> [SUPPORT DE TRAVAIL]

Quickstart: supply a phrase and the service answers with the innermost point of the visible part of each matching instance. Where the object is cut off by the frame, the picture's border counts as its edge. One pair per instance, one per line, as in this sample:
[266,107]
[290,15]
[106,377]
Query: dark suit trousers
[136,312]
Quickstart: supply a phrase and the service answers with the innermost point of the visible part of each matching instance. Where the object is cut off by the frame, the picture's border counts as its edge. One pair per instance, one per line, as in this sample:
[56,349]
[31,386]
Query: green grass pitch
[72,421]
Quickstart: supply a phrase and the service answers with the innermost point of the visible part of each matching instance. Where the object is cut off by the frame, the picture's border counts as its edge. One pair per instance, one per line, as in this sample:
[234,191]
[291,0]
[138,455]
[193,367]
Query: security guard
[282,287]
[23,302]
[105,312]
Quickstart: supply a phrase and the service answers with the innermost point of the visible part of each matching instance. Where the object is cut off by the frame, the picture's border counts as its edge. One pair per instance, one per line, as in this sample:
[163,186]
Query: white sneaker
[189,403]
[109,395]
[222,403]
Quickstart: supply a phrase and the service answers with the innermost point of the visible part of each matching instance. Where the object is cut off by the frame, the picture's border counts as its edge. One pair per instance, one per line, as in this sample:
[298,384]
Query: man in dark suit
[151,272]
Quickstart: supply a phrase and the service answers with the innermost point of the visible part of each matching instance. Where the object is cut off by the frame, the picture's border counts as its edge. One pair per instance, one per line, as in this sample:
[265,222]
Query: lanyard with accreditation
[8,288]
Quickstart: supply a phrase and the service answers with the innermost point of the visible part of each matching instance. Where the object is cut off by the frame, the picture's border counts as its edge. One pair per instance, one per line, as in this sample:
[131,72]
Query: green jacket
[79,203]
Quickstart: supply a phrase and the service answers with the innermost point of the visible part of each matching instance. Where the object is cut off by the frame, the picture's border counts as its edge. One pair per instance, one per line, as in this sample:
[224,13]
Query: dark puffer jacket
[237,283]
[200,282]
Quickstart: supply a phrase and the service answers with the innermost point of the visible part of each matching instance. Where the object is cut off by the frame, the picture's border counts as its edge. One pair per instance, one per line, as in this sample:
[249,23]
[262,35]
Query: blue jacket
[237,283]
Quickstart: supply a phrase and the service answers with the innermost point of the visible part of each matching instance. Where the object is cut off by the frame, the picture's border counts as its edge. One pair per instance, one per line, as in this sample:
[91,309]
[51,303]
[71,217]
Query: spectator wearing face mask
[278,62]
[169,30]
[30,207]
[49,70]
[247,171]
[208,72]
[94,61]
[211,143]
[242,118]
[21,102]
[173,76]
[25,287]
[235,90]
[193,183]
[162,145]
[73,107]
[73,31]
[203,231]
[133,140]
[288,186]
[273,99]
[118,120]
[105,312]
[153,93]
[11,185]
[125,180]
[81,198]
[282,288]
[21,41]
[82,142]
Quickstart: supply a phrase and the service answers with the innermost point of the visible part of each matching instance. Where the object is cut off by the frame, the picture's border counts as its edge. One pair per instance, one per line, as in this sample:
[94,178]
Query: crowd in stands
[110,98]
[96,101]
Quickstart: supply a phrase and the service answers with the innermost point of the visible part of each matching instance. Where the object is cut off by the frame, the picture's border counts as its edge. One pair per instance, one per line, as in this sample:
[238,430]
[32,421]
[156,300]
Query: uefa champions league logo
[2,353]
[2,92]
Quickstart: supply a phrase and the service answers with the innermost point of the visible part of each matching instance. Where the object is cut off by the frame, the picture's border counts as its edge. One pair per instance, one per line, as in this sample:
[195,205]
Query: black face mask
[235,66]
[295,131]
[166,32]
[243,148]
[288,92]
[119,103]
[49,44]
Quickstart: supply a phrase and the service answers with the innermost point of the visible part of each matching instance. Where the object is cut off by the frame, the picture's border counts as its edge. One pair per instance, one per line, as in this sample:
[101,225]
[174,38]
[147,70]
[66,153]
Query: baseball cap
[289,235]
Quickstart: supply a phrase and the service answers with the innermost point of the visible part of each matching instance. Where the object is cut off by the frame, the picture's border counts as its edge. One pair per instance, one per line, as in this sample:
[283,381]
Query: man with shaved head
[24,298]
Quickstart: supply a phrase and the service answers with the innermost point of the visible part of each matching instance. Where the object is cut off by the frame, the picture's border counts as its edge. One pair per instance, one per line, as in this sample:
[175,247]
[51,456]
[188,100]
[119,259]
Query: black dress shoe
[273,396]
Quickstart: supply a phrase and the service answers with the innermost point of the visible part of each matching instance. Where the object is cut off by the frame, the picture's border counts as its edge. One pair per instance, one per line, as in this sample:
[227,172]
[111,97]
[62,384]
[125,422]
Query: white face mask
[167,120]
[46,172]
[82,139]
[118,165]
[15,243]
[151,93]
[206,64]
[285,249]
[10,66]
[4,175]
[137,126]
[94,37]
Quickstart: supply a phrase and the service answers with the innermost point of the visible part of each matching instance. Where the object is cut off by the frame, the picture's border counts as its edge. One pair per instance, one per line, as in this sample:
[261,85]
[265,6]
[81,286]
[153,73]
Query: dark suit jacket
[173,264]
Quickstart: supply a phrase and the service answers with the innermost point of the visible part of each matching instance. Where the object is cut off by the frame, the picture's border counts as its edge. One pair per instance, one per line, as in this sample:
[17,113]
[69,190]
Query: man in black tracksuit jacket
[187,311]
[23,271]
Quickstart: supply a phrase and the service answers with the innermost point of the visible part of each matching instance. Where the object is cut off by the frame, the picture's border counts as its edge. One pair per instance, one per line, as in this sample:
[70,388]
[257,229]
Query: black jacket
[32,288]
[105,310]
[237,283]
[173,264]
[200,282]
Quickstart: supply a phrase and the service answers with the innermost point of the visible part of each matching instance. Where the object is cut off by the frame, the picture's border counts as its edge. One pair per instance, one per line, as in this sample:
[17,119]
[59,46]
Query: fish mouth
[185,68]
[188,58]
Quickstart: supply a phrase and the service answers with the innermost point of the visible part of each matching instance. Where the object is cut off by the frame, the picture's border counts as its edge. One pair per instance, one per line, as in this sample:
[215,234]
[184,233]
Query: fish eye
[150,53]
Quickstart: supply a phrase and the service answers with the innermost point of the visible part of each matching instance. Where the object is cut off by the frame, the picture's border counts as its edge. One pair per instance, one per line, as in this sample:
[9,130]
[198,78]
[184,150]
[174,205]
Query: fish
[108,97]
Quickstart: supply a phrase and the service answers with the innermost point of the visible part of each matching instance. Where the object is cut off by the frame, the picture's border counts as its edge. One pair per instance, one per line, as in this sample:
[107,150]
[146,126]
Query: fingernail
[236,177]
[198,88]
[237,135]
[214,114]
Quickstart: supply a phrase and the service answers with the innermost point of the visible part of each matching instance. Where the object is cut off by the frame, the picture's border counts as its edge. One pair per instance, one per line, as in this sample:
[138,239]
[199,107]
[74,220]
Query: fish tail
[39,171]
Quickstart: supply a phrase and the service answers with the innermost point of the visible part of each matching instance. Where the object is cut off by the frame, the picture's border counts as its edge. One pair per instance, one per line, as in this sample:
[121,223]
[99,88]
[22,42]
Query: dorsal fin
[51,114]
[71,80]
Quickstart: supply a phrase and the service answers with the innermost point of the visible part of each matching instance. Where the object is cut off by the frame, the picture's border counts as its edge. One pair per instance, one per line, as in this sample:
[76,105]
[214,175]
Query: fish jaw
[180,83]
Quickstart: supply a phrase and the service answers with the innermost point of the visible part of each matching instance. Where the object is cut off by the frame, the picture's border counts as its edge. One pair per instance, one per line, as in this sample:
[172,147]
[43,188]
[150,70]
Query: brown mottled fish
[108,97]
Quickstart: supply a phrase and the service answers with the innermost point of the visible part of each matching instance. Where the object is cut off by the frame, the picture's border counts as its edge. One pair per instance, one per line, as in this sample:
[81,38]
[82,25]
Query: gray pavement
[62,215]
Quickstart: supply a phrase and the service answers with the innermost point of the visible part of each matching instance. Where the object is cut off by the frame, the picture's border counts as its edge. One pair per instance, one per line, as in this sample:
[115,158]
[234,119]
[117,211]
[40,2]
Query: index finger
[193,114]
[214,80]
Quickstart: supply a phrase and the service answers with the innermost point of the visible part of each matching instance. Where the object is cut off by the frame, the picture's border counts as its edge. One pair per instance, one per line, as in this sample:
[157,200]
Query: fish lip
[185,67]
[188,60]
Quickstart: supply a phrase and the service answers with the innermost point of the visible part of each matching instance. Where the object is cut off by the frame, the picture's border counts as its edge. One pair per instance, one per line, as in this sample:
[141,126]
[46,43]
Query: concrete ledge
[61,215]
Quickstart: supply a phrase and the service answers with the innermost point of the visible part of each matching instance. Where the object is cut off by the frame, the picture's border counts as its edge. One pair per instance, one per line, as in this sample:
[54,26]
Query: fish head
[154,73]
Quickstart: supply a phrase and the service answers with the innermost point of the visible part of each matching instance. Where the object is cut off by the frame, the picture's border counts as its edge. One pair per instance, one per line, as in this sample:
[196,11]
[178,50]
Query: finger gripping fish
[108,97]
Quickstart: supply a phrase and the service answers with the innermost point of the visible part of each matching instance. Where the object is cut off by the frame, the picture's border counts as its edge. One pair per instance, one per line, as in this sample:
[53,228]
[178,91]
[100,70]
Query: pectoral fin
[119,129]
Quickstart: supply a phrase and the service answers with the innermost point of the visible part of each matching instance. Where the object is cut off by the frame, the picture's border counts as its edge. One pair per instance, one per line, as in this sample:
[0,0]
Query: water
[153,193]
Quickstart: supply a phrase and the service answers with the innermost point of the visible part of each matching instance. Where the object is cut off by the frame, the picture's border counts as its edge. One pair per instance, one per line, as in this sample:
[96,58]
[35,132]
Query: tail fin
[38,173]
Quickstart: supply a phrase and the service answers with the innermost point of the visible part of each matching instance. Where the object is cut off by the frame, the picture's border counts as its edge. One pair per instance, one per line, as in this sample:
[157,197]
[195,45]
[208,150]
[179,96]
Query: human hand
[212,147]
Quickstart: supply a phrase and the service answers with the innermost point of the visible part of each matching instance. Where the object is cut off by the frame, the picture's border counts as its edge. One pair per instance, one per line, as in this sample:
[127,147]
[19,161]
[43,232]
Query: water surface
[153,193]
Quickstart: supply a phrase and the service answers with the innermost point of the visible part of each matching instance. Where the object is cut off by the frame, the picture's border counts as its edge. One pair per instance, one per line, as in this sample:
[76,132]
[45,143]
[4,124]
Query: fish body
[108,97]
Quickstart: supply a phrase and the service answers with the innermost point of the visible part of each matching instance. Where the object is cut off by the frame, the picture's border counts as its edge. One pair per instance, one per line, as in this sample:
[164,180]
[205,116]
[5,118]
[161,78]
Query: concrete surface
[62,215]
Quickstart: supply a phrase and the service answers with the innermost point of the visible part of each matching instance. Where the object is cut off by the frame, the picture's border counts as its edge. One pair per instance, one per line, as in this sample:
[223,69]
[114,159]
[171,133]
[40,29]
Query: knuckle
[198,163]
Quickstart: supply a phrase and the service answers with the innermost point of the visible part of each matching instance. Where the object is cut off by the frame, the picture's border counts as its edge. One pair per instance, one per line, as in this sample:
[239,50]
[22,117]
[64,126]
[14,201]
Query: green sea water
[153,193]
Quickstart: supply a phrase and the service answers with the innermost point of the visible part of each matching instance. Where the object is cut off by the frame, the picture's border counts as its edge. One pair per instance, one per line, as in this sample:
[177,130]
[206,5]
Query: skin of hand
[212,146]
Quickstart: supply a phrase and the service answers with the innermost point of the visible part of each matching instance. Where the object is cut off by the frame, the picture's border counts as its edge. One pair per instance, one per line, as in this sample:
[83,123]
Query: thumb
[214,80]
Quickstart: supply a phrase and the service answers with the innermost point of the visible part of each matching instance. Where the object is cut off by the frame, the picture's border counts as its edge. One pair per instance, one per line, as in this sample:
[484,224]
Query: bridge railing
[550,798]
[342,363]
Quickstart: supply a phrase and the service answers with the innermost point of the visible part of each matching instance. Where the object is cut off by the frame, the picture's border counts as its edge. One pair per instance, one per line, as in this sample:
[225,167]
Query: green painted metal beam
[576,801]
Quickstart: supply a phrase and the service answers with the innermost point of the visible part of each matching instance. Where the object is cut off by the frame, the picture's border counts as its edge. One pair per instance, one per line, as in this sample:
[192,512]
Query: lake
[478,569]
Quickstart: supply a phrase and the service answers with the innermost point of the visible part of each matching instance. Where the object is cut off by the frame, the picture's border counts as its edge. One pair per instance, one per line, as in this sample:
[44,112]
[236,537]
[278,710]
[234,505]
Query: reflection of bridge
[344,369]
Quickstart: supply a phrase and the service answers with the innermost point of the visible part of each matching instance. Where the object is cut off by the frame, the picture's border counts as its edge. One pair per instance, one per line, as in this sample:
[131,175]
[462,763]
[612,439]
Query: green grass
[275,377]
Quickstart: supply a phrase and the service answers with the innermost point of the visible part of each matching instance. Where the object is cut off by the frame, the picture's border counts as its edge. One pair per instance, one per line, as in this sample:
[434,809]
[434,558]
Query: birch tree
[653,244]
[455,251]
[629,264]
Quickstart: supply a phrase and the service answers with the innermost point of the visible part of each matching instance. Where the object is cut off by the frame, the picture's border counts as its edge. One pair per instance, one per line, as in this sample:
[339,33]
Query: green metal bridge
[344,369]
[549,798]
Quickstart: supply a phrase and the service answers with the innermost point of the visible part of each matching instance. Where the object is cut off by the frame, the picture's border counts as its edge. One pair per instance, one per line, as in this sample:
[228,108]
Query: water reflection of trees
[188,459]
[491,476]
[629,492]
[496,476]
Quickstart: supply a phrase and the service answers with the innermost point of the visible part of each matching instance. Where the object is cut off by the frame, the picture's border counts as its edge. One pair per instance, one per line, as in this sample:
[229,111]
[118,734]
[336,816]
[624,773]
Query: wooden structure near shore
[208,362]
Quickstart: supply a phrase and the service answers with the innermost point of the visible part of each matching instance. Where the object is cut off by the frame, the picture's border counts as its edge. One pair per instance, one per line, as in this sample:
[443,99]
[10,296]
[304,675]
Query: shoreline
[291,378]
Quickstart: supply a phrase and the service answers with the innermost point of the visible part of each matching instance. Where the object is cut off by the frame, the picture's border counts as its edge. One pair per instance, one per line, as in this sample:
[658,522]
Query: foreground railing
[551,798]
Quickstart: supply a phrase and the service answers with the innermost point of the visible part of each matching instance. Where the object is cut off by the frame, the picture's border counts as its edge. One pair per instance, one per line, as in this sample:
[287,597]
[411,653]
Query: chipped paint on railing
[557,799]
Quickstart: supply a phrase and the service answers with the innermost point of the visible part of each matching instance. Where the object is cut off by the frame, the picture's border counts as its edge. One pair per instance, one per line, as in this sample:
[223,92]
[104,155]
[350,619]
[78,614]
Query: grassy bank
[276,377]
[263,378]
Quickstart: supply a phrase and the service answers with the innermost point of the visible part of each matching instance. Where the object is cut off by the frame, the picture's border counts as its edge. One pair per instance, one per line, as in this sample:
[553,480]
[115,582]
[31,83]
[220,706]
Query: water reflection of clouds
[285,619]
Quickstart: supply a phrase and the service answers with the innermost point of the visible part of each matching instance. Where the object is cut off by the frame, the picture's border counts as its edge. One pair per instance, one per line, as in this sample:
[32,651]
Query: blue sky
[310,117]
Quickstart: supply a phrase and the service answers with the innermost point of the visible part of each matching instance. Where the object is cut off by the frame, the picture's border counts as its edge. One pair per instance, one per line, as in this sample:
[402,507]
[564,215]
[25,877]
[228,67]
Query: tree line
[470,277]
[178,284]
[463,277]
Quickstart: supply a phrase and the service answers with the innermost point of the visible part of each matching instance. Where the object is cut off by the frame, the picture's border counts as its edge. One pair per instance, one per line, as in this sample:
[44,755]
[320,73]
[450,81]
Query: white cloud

> [VOTRE OBJECTIF]
Repérez chaque ligne des entrées qui contient le mot « black » et recopiez-la en entier.

> [SOLUTION PROPOSÉE]
Query: black face mask
Query: black dress shoe
Query: man in black tracksuit jacket
Query: black jacket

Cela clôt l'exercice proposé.